▶ _TEXTO DE ORIGEM_
◇ ◇ ◇ ◇ ◇ ◇ ◇

E, em todo caso, será possível buscar um sócio. Uma busca complexa e importante, mas que parte do princípio de que pode existir alguém com competências complementares às suas e que trará ganhos para o negócio. O fundamental aqui é que seja um processo amplo de análise e aproximação. Evitando, assim, riscos para o negócio.
Assim como nós, os negócios também amadurecem e evoluem no decorrer do tempo. Entender o estágio de maturidade do negócio pode ser fundamental para tomar decisões, como a de trazer um novo sócio ou fazer mudanças culturais. Nós criamos um infográfico que pode ajudar você a descobrir o estágio de maturidade do seu negócio. Para fazer o download do material gratuito, clique aqui.
Pedir ajuda sempre é um bom caminho
Uma das maiores perdas causadas pelo isolamento é a diminuição de perspectivas e contaminação destas perspectivas por uma ótica enviesada de mundo. Ao pedir ajuda, podemos ampliar as percepções e ainda averiguar nossos vieses inconscientes sobre determinadas questões.
Portanto, não tenha vergonha de pedir ajuda. Uma iniciativa que, ao contrario do que muitos pensam, é muito inteligente. Muitas pessoas estão passando ou já passaram pelos desafios que você está vivenciando e conversar com elas pode trazer insights fundamentais.

◇ ◇ ◇ ◇ ◇ ◇ ◇

▶ _TRECHOS DOS ITENS_
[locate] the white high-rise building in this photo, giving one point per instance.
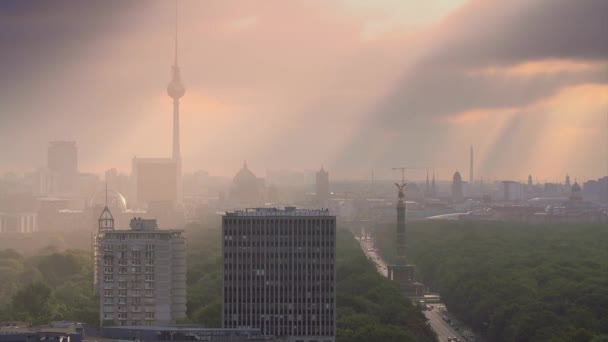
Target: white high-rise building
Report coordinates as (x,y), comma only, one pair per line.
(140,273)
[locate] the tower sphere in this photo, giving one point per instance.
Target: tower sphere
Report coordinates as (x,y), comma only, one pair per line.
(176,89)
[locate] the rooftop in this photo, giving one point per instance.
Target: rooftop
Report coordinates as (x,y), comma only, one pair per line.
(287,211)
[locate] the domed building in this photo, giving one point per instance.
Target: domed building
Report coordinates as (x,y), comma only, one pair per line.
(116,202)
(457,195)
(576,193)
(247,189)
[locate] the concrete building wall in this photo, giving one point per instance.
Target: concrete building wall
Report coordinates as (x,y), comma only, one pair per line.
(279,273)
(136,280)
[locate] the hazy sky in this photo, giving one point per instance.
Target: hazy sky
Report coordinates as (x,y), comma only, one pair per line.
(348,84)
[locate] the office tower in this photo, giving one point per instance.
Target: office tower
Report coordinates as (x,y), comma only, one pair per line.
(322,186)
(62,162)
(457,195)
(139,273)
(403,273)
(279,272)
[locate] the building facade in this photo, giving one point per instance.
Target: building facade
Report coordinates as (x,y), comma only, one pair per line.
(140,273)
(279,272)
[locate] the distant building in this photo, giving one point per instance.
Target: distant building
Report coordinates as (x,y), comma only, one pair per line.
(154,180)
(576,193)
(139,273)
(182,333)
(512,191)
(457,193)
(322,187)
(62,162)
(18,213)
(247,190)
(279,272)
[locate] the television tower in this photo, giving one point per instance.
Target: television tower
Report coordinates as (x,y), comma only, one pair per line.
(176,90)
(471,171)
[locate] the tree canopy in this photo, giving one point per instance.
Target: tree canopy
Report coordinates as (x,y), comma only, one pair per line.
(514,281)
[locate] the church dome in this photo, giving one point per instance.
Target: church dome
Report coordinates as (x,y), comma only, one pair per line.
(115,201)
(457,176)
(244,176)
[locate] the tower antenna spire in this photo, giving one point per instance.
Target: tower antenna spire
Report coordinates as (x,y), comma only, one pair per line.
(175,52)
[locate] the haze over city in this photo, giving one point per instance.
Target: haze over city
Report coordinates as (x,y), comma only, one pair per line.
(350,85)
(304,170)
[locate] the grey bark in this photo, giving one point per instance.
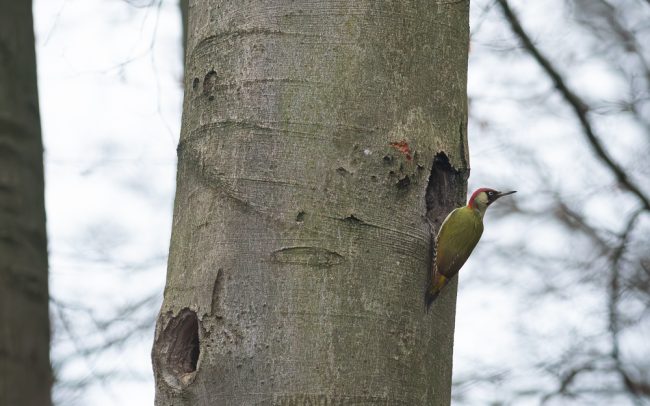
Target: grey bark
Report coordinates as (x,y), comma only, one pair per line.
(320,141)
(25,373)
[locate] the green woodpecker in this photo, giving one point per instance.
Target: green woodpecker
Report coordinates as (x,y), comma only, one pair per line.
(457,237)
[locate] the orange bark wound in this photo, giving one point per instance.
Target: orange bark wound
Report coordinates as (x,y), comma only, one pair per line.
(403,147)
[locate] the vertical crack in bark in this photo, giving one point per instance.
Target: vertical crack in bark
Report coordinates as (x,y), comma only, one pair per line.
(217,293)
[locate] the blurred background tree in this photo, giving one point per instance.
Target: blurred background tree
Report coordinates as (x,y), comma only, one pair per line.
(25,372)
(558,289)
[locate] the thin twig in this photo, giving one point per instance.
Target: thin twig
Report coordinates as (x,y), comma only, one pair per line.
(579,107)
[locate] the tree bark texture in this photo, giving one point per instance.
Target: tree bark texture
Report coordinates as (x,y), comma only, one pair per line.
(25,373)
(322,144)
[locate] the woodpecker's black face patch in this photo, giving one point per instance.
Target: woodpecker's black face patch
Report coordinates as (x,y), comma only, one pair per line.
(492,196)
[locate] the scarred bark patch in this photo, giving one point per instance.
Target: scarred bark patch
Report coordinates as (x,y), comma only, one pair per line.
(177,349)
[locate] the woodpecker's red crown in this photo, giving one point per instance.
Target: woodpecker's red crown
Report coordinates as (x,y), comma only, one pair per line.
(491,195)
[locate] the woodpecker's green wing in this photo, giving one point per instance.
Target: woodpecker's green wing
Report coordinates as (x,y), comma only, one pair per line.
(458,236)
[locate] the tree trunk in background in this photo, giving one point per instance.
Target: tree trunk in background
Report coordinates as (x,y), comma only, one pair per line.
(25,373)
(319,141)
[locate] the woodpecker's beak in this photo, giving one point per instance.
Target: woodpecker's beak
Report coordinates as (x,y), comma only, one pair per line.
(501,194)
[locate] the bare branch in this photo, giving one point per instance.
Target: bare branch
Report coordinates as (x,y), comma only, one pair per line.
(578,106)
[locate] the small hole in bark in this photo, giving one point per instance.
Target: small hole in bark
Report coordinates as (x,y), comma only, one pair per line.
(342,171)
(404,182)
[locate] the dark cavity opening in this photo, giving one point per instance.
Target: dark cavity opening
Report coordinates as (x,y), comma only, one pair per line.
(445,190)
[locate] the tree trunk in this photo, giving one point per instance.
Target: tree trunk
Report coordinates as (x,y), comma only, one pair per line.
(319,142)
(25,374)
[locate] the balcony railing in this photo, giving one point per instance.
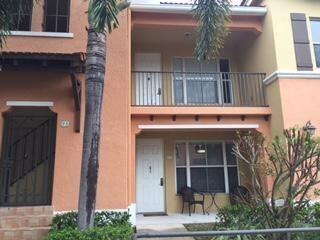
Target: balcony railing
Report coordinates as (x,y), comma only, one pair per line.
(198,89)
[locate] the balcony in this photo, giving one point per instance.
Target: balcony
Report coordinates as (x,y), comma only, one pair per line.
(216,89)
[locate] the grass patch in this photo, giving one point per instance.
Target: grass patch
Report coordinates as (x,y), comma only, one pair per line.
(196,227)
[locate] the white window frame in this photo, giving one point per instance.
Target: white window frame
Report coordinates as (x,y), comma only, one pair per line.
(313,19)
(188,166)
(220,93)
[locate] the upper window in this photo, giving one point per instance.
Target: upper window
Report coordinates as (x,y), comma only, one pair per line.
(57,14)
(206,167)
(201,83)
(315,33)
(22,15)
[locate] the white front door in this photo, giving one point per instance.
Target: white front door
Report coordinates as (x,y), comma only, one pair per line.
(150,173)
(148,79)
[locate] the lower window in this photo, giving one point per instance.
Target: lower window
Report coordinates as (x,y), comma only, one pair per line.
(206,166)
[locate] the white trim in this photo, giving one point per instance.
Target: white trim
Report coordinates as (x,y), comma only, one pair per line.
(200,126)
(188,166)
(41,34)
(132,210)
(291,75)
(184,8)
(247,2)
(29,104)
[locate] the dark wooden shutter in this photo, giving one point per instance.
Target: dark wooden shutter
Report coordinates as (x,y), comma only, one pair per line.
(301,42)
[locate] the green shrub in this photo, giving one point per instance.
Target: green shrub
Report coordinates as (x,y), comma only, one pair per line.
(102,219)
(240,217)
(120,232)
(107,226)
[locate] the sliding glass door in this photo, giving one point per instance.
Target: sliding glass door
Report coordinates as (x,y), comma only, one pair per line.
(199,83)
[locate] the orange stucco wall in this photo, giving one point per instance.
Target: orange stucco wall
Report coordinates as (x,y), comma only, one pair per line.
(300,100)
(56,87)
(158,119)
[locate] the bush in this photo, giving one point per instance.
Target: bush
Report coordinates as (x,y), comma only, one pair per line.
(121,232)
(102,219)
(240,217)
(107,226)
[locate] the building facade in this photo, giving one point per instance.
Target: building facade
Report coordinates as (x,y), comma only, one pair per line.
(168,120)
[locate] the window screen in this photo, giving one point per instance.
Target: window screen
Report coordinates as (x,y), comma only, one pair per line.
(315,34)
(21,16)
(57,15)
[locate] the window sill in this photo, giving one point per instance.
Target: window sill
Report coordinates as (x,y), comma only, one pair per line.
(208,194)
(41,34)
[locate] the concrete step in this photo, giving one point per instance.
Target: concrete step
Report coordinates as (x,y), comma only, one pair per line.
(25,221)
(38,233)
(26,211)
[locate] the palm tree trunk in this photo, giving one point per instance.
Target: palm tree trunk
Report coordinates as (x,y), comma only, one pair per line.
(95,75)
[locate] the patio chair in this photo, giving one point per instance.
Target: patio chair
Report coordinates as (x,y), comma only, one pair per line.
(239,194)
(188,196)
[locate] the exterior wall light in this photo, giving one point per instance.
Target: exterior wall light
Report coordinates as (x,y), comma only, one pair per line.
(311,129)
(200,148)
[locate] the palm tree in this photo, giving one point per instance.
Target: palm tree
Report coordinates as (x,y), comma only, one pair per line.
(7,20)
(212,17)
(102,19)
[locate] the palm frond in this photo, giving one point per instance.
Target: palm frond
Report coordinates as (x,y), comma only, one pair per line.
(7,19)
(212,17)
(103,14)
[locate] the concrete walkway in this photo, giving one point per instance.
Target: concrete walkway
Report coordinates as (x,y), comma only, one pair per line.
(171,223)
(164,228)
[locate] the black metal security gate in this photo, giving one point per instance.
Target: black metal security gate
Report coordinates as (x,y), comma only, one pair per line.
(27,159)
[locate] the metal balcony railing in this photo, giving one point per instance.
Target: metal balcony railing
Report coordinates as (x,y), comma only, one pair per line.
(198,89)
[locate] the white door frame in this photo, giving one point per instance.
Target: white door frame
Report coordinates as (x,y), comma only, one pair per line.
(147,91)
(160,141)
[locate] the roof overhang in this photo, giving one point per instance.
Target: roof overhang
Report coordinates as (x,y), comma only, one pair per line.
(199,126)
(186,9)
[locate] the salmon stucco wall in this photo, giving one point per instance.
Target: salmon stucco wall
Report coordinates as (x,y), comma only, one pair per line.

◇ ◇ ◇ ◇ ◇ ◇ ◇

▶ _INSTRUÇÕES_
Responda a estas perguntas com base no texto de origem:
1. Que tipo de processo deve ser a busca por um sócio?
2. O que foi criado para ajudar a descobrir o estágio de maturidade do negócio?
3. Qual é uma das maiores perdas causadas pelo isolamento?
Baseie-se somente no texto de origem.

▶ _RESPOSTA COMPLETA_
1. Deve ser um processo amplo de análise e aproximação.
2. Foi criado um infográfico, oferecido como material gratuito.
3. É a diminuição de perspectivas e a contaminação dessas perspectivas por uma ótica enviesada de mundo.